WHAT THE TASK ASKS =
Reproduce verbatim the lines of the records that follow, from the line containing "Could you please spot the beaded" through the final line of the records, with both ends included.

========

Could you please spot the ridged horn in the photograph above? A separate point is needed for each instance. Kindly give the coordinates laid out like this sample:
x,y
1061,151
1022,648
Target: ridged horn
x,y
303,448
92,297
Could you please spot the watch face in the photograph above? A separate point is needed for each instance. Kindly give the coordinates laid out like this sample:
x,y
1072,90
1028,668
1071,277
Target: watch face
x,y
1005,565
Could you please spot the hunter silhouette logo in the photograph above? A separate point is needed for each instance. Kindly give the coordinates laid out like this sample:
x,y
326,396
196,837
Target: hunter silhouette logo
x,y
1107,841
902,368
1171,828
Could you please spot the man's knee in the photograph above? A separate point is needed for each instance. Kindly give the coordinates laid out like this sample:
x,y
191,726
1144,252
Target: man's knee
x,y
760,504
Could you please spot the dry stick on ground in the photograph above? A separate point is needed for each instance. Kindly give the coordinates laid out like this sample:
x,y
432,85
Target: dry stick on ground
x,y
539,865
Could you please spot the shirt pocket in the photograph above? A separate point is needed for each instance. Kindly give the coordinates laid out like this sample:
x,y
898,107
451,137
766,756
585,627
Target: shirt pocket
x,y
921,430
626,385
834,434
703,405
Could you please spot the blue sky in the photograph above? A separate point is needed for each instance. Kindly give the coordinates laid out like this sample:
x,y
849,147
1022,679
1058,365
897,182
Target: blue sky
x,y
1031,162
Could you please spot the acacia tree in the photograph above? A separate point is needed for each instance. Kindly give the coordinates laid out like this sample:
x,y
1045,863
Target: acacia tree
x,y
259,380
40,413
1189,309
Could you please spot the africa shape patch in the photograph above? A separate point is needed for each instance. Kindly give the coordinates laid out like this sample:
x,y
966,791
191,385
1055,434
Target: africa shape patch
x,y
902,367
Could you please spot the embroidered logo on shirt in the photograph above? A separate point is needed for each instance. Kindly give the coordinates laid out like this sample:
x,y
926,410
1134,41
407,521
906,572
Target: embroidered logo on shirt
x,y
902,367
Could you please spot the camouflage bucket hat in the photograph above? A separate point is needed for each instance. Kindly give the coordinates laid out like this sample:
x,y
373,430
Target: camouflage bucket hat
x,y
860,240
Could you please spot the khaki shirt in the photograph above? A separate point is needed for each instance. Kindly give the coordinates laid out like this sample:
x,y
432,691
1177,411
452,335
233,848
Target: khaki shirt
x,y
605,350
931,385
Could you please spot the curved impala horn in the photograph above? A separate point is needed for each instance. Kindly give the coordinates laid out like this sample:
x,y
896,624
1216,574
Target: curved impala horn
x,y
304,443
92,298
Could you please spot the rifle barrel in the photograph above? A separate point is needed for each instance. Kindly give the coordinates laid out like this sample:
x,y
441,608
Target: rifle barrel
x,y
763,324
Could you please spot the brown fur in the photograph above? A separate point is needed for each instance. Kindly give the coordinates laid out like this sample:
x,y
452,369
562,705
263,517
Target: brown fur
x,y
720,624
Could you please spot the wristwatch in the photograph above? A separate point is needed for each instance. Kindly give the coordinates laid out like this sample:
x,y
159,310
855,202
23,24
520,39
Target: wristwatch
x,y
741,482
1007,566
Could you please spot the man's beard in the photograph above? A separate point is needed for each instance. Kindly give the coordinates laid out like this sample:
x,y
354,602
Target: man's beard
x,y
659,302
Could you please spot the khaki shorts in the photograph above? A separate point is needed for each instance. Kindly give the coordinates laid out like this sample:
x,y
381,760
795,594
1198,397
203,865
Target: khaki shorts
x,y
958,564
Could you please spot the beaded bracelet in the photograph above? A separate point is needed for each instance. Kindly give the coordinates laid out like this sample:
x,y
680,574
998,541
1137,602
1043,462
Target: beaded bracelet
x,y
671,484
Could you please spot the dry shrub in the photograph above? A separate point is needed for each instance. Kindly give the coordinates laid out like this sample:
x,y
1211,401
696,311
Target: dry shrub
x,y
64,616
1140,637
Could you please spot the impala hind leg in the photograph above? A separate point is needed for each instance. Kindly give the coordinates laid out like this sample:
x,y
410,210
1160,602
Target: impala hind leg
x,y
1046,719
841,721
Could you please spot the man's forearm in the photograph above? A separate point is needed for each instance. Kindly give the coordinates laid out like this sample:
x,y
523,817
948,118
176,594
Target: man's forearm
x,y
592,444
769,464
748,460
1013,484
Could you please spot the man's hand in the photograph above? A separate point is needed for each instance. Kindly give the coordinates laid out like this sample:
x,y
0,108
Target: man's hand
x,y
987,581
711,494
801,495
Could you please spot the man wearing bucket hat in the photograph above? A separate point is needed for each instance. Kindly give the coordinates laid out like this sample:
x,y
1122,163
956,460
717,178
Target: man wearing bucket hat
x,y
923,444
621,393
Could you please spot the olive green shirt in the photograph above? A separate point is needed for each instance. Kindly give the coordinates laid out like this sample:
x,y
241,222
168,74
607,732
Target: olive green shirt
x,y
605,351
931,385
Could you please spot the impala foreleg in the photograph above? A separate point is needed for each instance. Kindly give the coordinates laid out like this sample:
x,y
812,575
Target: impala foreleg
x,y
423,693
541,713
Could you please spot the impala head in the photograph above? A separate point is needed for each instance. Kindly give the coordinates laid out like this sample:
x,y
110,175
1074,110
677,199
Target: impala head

========

SOLUTION =
Could you please spot the beaded bracelet in the photograph above? A separate point is needed for each instance. Kindly give the coordinates laid out like this sample:
x,y
680,574
998,541
1137,602
1043,462
Target: beaded bracelet
x,y
671,484
Could you please spot the dry shrub in the photograph above? A separate point is needed for each instance. Kindly give the coordinates laid out like this sample:
x,y
1211,401
696,311
Target: dry shrub
x,y
64,616
1140,637
Could you please spot the impala hind leg in the photograph above? A separate point is needed for each instance. Kindly give the coordinates laid out like this sample:
x,y
410,210
1160,602
Target: impala hind leg
x,y
1046,719
841,721
Could you please spot the man's forearm in the photograph above? A separate point is needed for each instance. Kindly give the coordinates laid out like this sample:
x,y
523,817
948,118
176,594
Target: man's forearm
x,y
592,444
769,464
748,460
1013,484
Could you please spot the man's hand in the photograph above? A separate point is needed for each instance. Kindly give the coordinates laid out like this sample:
x,y
0,108
Target: man's hand
x,y
987,581
711,494
801,495
Could you please spot the man wearing bucket hat in the photograph above? A separate point is needed for each instance. Kindly give the coordinates laid out like this sample:
x,y
1122,163
956,460
717,178
Target: man wearing bucket hat
x,y
923,444
621,393
Could you please spot the olive green shirt in the photograph above? A separate point is needed for each instance. Kindly give the coordinates laid out like this sample:
x,y
241,222
168,74
607,732
Target: olive green shirt
x,y
605,351
931,385
Could you please spot the impala foreleg in the photograph above? A separate point is needed for each instance. Kindly give the coordinates laid out like this sample:
x,y
812,575
Target: impala foreleg
x,y
423,693
541,713
Could you please spot the impala head in the photograph above? A separate point is needed for each instance. Kindly give the coordinates laid out like this sample:
x,y
110,175
1074,110
677,199
Target: impala head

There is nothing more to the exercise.